▶ _WRITTEN EXERCISE_: Which rows below contain the word "unit"? Gather each of them and copy them out in full.

▶ _PROVIDED RECORDS_:
────────────────

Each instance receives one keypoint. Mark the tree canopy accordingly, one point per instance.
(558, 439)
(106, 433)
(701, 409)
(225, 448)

────────────────

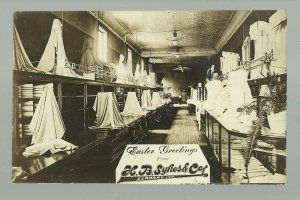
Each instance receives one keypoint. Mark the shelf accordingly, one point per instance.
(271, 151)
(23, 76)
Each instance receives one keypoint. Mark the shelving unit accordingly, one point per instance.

────────────────

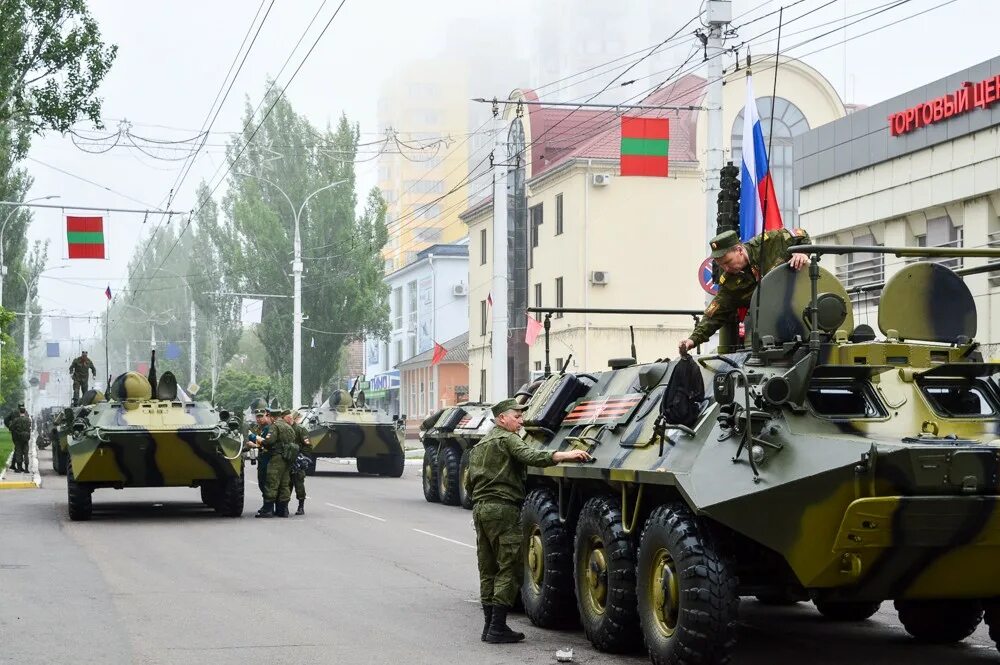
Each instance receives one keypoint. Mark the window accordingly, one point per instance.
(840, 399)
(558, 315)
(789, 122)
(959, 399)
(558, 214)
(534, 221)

────────────────

▶ _RESULT OF THIS TASK_:
Each instance receives one keypoint. Mark the shelving unit accordingly, one point per instance.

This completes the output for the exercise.